═══ RECORD SET ═══

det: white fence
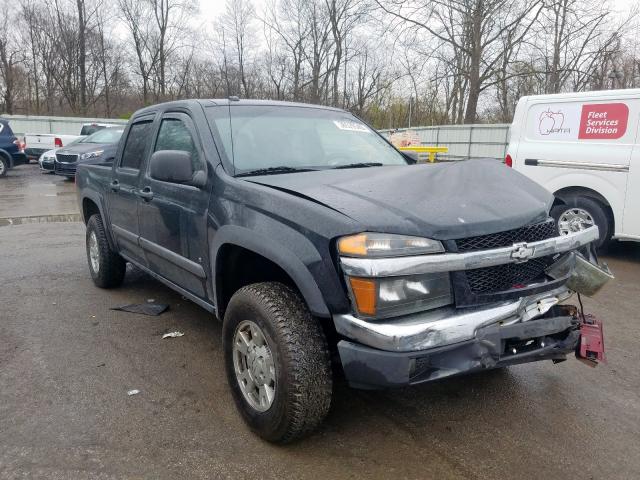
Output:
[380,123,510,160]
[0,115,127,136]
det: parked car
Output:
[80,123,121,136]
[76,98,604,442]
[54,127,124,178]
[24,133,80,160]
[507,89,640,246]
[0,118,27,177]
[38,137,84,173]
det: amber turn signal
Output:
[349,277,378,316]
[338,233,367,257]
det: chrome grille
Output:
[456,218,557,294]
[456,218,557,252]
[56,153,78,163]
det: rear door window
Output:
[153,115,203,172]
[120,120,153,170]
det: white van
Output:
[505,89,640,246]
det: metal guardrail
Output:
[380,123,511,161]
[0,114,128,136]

═══

INSTRUCTIONS TO FOLLOW -> Please rewrite the material starting at the line containing "det: parked car" and ending at the last line of the material, switching "chrome grille" to "silver grille" and leaving everything else unchanged.

ANSWER TO THE EXERCISE ->
det: parked car
Output:
[80,123,121,136]
[76,98,604,442]
[54,127,124,178]
[24,133,80,160]
[507,89,640,246]
[0,118,27,177]
[38,137,84,173]
det: amber turn signal
Output:
[349,277,378,316]
[338,233,367,257]
det: silver grille
Output:
[456,218,557,294]
[456,218,557,252]
[56,153,78,163]
det: rear door window
Output:
[153,115,203,172]
[120,120,153,170]
det: white van
Output:
[505,89,640,246]
det: metal guardrail
Output:
[380,123,511,161]
[0,114,128,136]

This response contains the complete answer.